Data drawn from a collection
=== Begin Enclosure ===

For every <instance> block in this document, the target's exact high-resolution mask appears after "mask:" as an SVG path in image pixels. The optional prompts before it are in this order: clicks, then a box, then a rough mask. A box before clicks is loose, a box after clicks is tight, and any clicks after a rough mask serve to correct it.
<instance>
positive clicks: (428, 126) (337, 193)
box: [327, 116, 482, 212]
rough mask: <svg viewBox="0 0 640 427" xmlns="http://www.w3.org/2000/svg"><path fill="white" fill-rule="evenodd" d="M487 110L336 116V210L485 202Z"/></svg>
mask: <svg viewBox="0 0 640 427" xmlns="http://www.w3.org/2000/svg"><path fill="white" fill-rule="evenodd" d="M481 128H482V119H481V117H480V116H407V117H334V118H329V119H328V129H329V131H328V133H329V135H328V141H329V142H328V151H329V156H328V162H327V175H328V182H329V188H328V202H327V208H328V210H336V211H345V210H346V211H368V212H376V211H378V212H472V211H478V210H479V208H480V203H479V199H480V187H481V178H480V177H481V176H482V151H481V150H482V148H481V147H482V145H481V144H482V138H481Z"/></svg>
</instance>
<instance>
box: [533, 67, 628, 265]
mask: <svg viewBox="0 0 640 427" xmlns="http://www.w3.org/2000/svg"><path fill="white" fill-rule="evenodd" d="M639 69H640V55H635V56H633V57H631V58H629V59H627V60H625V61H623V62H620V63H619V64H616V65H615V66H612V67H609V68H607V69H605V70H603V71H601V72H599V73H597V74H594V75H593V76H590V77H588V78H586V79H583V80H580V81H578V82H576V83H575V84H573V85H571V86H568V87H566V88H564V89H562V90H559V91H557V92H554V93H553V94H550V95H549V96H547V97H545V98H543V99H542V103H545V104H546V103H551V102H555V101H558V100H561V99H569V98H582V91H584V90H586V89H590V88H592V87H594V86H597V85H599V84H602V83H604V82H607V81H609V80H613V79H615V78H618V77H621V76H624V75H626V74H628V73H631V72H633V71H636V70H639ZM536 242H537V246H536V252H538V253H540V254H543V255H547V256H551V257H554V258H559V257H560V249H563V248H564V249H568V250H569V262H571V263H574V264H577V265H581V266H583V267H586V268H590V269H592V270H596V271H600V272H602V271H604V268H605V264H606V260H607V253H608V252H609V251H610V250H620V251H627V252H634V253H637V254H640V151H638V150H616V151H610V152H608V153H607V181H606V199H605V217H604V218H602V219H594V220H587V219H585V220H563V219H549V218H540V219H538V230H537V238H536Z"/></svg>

=== End Enclosure ===

Change "clicks" to "points" in the stretch from the start of the lines through the line containing "box: [327, 116, 482, 212]", and write out that stretch with nothing else altered.

SOLUTION
For every <instance> block in this document, the target's exact high-resolution mask appears after "mask:" as an SVG path in image pixels. The optional prompts before it are in this order: points, then a box, then a rough mask. A box before points is loose, a box after points is tight, and any points after a rough mask serve to correct it.
<instance>
positive points: (428, 126) (337, 193)
box: [327, 116, 482, 212]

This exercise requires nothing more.